## What to produce
Determine how many lines in the rows below contain the string "sleeve", and give only that number.
-- Start Records to process --
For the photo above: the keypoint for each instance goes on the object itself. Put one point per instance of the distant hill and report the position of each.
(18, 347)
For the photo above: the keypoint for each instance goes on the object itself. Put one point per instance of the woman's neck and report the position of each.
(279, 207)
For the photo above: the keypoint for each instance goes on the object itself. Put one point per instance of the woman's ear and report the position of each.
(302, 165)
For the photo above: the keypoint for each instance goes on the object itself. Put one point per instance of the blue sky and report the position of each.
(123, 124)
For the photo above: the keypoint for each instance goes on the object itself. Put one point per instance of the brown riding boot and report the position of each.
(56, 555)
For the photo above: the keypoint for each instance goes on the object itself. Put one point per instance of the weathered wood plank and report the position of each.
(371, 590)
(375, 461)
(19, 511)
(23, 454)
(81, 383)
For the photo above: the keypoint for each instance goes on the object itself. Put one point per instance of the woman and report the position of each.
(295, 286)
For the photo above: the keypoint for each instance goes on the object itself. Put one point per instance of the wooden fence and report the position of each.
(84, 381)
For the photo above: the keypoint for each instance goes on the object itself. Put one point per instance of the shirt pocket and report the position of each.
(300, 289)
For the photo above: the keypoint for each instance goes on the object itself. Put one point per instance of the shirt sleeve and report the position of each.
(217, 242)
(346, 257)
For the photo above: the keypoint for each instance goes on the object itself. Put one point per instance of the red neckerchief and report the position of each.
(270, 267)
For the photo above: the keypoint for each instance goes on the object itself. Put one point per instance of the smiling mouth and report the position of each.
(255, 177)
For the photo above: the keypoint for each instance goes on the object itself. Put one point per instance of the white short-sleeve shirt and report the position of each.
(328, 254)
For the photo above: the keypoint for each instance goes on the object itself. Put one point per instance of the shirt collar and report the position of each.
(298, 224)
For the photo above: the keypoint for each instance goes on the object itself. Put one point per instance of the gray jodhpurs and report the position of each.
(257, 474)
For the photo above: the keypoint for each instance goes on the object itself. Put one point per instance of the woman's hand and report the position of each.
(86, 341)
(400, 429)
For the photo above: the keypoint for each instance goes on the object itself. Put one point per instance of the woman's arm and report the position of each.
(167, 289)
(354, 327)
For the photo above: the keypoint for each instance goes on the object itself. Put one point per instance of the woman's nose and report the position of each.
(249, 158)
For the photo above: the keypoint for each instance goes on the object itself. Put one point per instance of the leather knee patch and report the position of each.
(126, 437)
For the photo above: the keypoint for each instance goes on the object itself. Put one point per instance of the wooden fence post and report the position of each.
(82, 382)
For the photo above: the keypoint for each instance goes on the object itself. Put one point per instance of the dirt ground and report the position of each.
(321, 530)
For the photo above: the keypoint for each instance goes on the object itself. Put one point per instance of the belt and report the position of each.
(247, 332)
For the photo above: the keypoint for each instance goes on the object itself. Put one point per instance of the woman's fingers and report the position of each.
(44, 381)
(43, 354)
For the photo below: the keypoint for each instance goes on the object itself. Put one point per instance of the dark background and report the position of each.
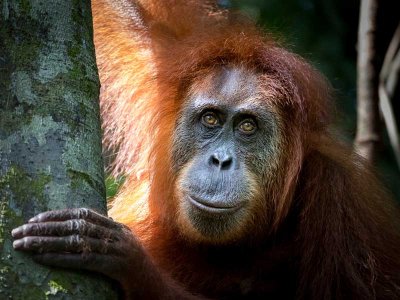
-- End Records to process --
## Answer to this problem
2